** REQUIRED WORK **
Copy the material below word for word, starting with the line that contains "Segment every instance of the rocky" and ending with the line that contains "346], [215, 387]]", both included.

Source records:
○ ○ ○ ○ ○

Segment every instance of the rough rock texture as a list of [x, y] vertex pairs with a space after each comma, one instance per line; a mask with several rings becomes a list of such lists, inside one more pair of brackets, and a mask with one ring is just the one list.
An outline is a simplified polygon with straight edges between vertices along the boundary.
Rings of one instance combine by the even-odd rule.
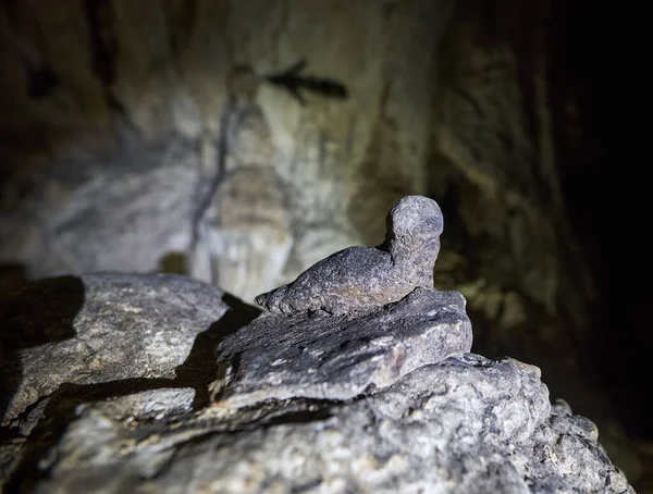
[[[287, 393], [283, 399], [234, 408], [229, 400], [212, 405], [206, 398], [198, 400], [198, 395], [208, 396], [207, 376], [219, 370], [213, 346], [222, 341], [221, 348], [235, 348], [260, 333], [258, 342], [268, 348], [245, 349], [239, 372], [262, 375], [248, 365], [252, 360], [247, 351], [252, 356], [276, 351], [279, 359], [291, 358], [294, 342], [274, 342], [268, 332], [272, 321], [283, 323], [293, 317], [263, 313], [247, 325], [258, 311], [184, 276], [97, 274], [73, 280], [88, 293], [85, 298], [73, 297], [75, 304], [62, 304], [60, 297], [47, 305], [57, 294], [65, 299], [71, 292], [79, 293], [65, 289], [71, 279], [37, 283], [17, 294], [11, 311], [1, 312], [0, 324], [7, 328], [9, 318], [11, 324], [20, 322], [32, 331], [12, 333], [8, 342], [15, 348], [22, 334], [32, 334], [16, 355], [39, 355], [46, 351], [41, 348], [59, 355], [58, 348], [67, 348], [65, 362], [74, 367], [77, 358], [89, 356], [87, 346], [70, 343], [115, 324], [116, 337], [102, 347], [115, 365], [101, 371], [101, 379], [94, 378], [97, 384], [59, 386], [0, 430], [0, 482], [7, 492], [634, 492], [597, 443], [595, 427], [574, 416], [565, 403], [550, 405], [538, 368], [475, 354], [430, 365], [429, 358], [419, 360], [446, 347], [447, 333], [454, 339], [460, 336], [455, 324], [442, 322], [464, 318], [459, 295], [418, 289], [375, 316], [347, 322], [334, 316], [308, 318], [304, 334], [293, 334], [297, 339], [311, 336], [307, 343], [315, 349], [333, 348], [335, 336], [324, 331], [324, 322], [341, 321], [343, 355], [359, 350], [365, 357], [373, 341], [347, 339], [343, 333], [381, 333], [368, 324], [380, 318], [387, 324], [382, 328], [386, 339], [377, 338], [379, 355], [392, 353], [384, 347], [386, 342], [401, 339], [411, 347], [406, 356], [419, 362], [411, 372], [396, 375], [394, 383], [387, 382], [390, 386], [368, 387], [340, 399], [301, 397], [297, 388], [296, 396]], [[51, 310], [62, 307], [69, 310]], [[420, 330], [429, 318], [441, 322], [431, 331]], [[190, 320], [196, 321], [193, 329]], [[464, 321], [459, 329], [469, 335]], [[75, 334], [60, 334], [40, 347], [29, 345], [38, 329], [48, 335], [49, 329], [71, 323]], [[144, 373], [138, 351], [148, 333], [158, 335], [159, 363]], [[123, 351], [125, 339], [138, 349], [136, 354]], [[343, 361], [333, 353], [330, 357], [330, 366], [317, 373], [324, 383], [355, 380], [352, 363], [366, 368], [365, 358]], [[293, 358], [296, 367], [291, 360], [280, 361], [286, 382], [293, 372], [306, 374], [301, 363], [309, 359]], [[37, 387], [44, 383], [42, 388], [48, 387], [50, 373], [65, 363], [32, 361], [22, 379], [29, 378]], [[387, 375], [396, 371], [396, 359], [367, 362], [377, 366], [378, 374], [383, 368]], [[125, 375], [143, 378], [125, 380]]]
[[471, 323], [458, 292], [416, 288], [405, 299], [352, 316], [263, 313], [218, 347], [221, 402], [350, 399], [408, 372], [469, 351]]
[[345, 314], [401, 300], [433, 287], [443, 219], [433, 199], [406, 196], [387, 213], [385, 243], [349, 247], [323, 259], [294, 282], [256, 297], [272, 312], [323, 310]]
[[380, 243], [424, 194], [452, 214], [438, 286], [468, 299], [477, 349], [609, 409], [580, 378], [592, 291], [563, 197], [595, 170], [554, 152], [556, 111], [592, 120], [559, 98], [569, 2], [0, 3], [0, 292], [21, 265], [151, 272], [174, 252], [251, 301]]
[[[13, 226], [0, 230], [0, 262], [38, 276], [143, 272], [195, 247], [194, 275], [250, 301], [324, 252], [380, 242], [392, 203], [426, 192], [436, 48], [451, 4], [3, 3], [0, 223]], [[150, 150], [156, 143], [188, 146], [168, 160]], [[156, 181], [161, 195], [141, 197], [124, 184], [133, 148], [146, 150], [140, 162], [176, 165], [183, 176]], [[112, 169], [98, 178], [107, 192], [88, 181], [58, 187], [51, 175], [72, 158], [82, 158], [73, 176]], [[252, 180], [257, 172], [264, 176]], [[104, 205], [121, 190], [139, 211]], [[74, 227], [87, 209], [76, 198], [95, 194], [106, 217], [85, 234]], [[169, 227], [165, 238], [133, 221], [151, 214]], [[112, 235], [96, 242], [96, 230]], [[89, 247], [67, 259], [69, 237]]]
[[[91, 274], [28, 285], [0, 306], [2, 424], [65, 386], [174, 380], [196, 337], [229, 309], [187, 277]], [[29, 336], [29, 338], [26, 337]], [[130, 362], [128, 366], [125, 362]]]

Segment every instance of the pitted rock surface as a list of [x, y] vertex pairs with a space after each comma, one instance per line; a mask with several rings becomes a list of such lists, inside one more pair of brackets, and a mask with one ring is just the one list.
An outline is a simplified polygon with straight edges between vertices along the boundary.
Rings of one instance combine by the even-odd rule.
[[471, 341], [463, 295], [435, 288], [416, 288], [356, 318], [263, 312], [218, 346], [224, 375], [214, 387], [235, 407], [270, 398], [348, 399], [469, 351]]
[[[0, 310], [3, 353], [26, 365], [13, 381], [20, 416], [0, 428], [0, 489], [634, 492], [593, 423], [550, 405], [538, 368], [444, 358], [471, 343], [458, 293], [417, 288], [352, 317], [252, 321], [251, 309], [174, 275], [28, 286]], [[232, 369], [211, 404], [215, 345]], [[25, 383], [40, 398], [27, 400]]]
[[278, 313], [344, 314], [398, 301], [416, 287], [431, 288], [443, 230], [438, 203], [406, 196], [391, 209], [386, 223], [380, 246], [335, 252], [294, 282], [259, 295], [256, 302]]
[[[74, 420], [36, 493], [634, 493], [538, 368], [467, 354], [347, 403]], [[120, 452], [120, 453], [119, 453]]]
[[[174, 274], [99, 273], [27, 285], [0, 305], [2, 424], [62, 385], [174, 379], [224, 292]], [[128, 362], [128, 365], [125, 365]], [[3, 369], [5, 370], [5, 369]]]

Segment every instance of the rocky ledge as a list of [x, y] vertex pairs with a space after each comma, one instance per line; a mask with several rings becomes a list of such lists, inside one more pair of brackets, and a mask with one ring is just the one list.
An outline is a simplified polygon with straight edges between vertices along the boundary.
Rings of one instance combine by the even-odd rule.
[[107, 273], [28, 285], [0, 324], [5, 492], [633, 492], [538, 368], [468, 353], [455, 293], [259, 314]]
[[177, 275], [27, 286], [0, 308], [0, 482], [38, 493], [633, 492], [540, 370], [470, 354], [433, 288], [442, 213], [257, 297]]

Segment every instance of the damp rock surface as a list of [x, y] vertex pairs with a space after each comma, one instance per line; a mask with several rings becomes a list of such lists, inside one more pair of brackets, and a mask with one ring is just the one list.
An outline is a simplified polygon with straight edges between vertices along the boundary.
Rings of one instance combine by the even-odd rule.
[[406, 196], [387, 213], [385, 242], [349, 247], [323, 259], [297, 280], [256, 297], [276, 313], [365, 311], [398, 301], [416, 287], [433, 286], [443, 219], [433, 199]]
[[[0, 312], [3, 354], [26, 365], [0, 428], [4, 492], [634, 492], [537, 367], [467, 351], [457, 293], [285, 317], [185, 276], [73, 282], [29, 285]], [[108, 328], [111, 366], [79, 371], [91, 360], [74, 342]], [[19, 402], [27, 381], [44, 384]]]
[[224, 293], [171, 274], [103, 273], [29, 284], [0, 305], [8, 424], [62, 386], [175, 378]]
[[242, 407], [264, 399], [350, 399], [408, 372], [469, 351], [471, 323], [458, 292], [416, 288], [350, 316], [262, 313], [218, 346], [215, 387]]

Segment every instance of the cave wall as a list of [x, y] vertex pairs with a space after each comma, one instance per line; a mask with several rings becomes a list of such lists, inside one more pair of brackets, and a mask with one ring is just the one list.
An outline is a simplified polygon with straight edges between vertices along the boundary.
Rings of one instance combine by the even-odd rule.
[[177, 252], [176, 270], [251, 300], [380, 242], [389, 207], [428, 194], [446, 220], [438, 284], [467, 296], [477, 345], [541, 363], [546, 342], [577, 373], [592, 285], [554, 138], [555, 15], [7, 2], [0, 261], [42, 277], [169, 269]]

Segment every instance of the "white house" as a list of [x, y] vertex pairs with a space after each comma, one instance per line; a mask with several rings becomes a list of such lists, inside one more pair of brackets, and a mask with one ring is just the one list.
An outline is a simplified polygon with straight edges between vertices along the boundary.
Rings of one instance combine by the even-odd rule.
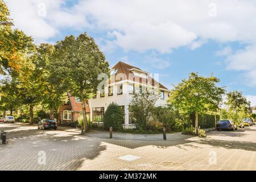
[[107, 85], [102, 86], [101, 91], [90, 100], [90, 117], [93, 122], [102, 122], [103, 115], [110, 104], [114, 102], [123, 110], [123, 126], [131, 126], [131, 114], [129, 105], [135, 88], [142, 90], [146, 88], [159, 89], [160, 97], [157, 105], [166, 105], [170, 90], [158, 82], [152, 76], [139, 68], [119, 61], [111, 69], [110, 79]]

○ ○ ○ ○ ○

** SOLUTION TO THIS TASK **
Segment every instance of the rocky ledge as a list of [x, y] vertex pairs with a space after each comma, one instance per line; a mask with several rings becomes a list of such lists, inside one more pair of brackets, and a mask with one ring is just the one list.
An outline is a simplified polygon with straight edges between vertices along the boundary.
Rings of one instance combine by the even-odd rule.
[[107, 273], [28, 285], [0, 324], [5, 492], [633, 492], [538, 368], [468, 353], [455, 293], [259, 314]]
[[177, 275], [27, 286], [0, 308], [0, 482], [38, 493], [633, 492], [540, 370], [470, 354], [433, 288], [442, 213], [257, 297]]

Segment every instance of the damp rock surface as a list of [x, y] vertex pairs with a space after each comma, one instance per line; a mask with several rings becomes a list of such lists, inside one more pair of brackets, and a mask with one ring is just the one list.
An outline is a simplified polygon with straight edges between vertices along the boundary.
Rings of one instance combine by the even-odd rule.
[[406, 196], [387, 213], [385, 242], [349, 247], [323, 259], [297, 280], [256, 297], [276, 313], [365, 311], [398, 301], [416, 287], [433, 286], [443, 219], [433, 199]]
[[[0, 312], [3, 354], [26, 365], [0, 428], [4, 492], [634, 492], [537, 367], [467, 351], [457, 293], [285, 317], [185, 276], [73, 282], [29, 285]], [[108, 328], [111, 366], [79, 371], [91, 360], [74, 342]], [[19, 402], [27, 381], [44, 384]]]
[[224, 293], [171, 274], [103, 273], [29, 284], [0, 305], [8, 424], [62, 386], [175, 378]]
[[242, 407], [264, 399], [350, 399], [408, 372], [469, 351], [471, 323], [458, 292], [416, 288], [350, 316], [262, 313], [218, 346], [215, 387]]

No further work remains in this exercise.